* Leestekst *
■ ■ ■ ■ ■ ■ ■

Iceland Airwaves Festivalblog – Dag 3

Wat broeit er zoals in het Muzikale Hoge Noorden? Onze man Dirk Steenhaut blogt vanuit de binnenstad van Reykjavik waar het showcasefestival Iceland Airwaves plaatsvindt.

Wie wil weten of IJsland, na Björk, Sigur Rós, Múm, Emiliana Torrini en GusGus nog meer muzikale verrassingen in petto heeft, vindt het antwoord op Iceland Airwaves. Dit showcasefestival in de binnenstad van Reykjavik wordt al sinds 1999 jaarlijks georganiseerd en lokt steeds meer internationale bezoekers. Niet de minsten overigens, want gerenommeerde bladen als Rolling Stone, Mojo, Dazed & Confused en Metal Hammer sturen steevast verslaggevers op pad om uit te vlooien wat er zoal broeit in het Hoge Noorden. Tja, dan kan Focus Knack niet achterblijven, natuurlijk. De lokale muziekproductie is in de loop der jaren een van de belangrijkste magneten geworden voor het IJslandse toerisme. Geen wonder dus dat Airwaves, waar dit jaar, gespreid over vijf avonden en tien podia, 252 bands te zien zijn, al ruim een maand vooraf was uitverkocht. En dan hebben we het nog niet eens gehad over de talloze optredens op het off-venue-programma. Kortom: als er één ding is dat je op dit moment in Reykjavik nergens kunt vinden, dan is het wel… stilte.

Eymundsson, 19 u.30
Zei ik al dat de bewoners van Reykjavik zich mogen verheugen over de aanwezigheid in hun stad van vier uitstekende boekhandels? Zo heb ik de voorbije jaren al ettelijke uren zoekgemaakt bij de rijkelijk voorziene rekken van Mál & Menning of in de twee grote filialen van Eymundsson. Net zoals bij Fnac kun je er ook terecht voor cd’s en dvd’s en dat laatste is goed nieuws voor wie belangstelling heeft voor IJslandse film. Het eiland heeft al een aantal opmerkelijke cineasten voortgebracht, onder wie de inmiddels naar Denemarken uitgeweken Dagur Kári, die ook bij de groep Slowblow speelt, en Fridrik Thór Fridriksson, bekend van ‘Angels of the Universe’, een film waarvoor Sigur Rós en Hilmar Örn Hilmarsson de soundtrack schreven.
Een van mijn favoriete IJslandse filmmakers is Baltasar Kormákur, een man met Baskische roots die zijn carrière begon als acteur, maar inmiddels al een fiks aantal internationaal gelauwerde werkstukken op zijn naam heeft staan. Het bekendst is hij wellicht van ‘101 Reykjavík’, maar ook ‘The Sea’, ‘Little Trip to Heaven’ en ‘Jar City’ zijn uiterst beklijvend. Sommigen noemen zijn films zwaarwichtig, maar met die omschrijving gaan ze wel voorbij aan Kormákurs zwarte humor en zijn ontwapenende gevoel voor ironie. Bovendien is hij een veelzijdige regisseur die behalve spannende thrillers ook al indringende drama’s en luchtige komedies heeft afgeleverd. Jammer genoeg is zijn werk bij ons moeilijk vindbaar op dvd, waardoor het grote publiek zijn werk nog moet ontdekken. Maar zie, vandaag heb ik geluk: ik stuit op ‘White Night Wedding’ en ‘Reykjavík Rotterdam’, twee films van Baltasar Kormákur die ik nog niet eerder heb gezien. En het kan niet op: op vertoon van mijn polsbandje van Iceland Airwaves krijg ik aan de kassa ook nog eens een reductie van tien procent. Dat klinkt me als muziek in de oren.

■ ■ ■ ■ ■ ■ ■

* Verzamelde gegevens *
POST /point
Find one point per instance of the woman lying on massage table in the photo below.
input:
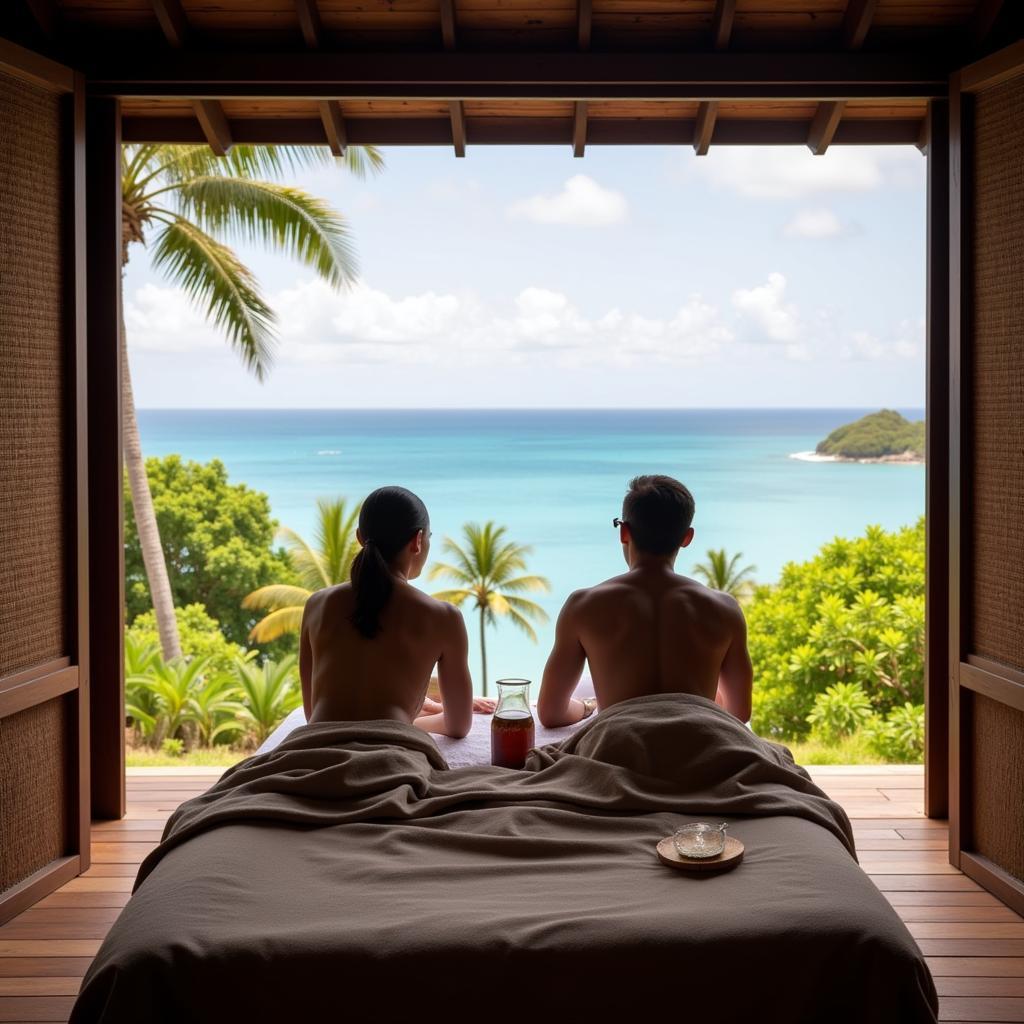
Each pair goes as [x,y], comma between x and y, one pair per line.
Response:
[370,646]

■ ■ ■ ■ ■ ■ ■

* Opdracht *
Sinds welk jaar wordt Iceland Airwaves volgens de leestekst jaarlijks georganiseerd? De rijen hebben niets met de leestekst te maken.

* Oplossing *
Sinds 1999.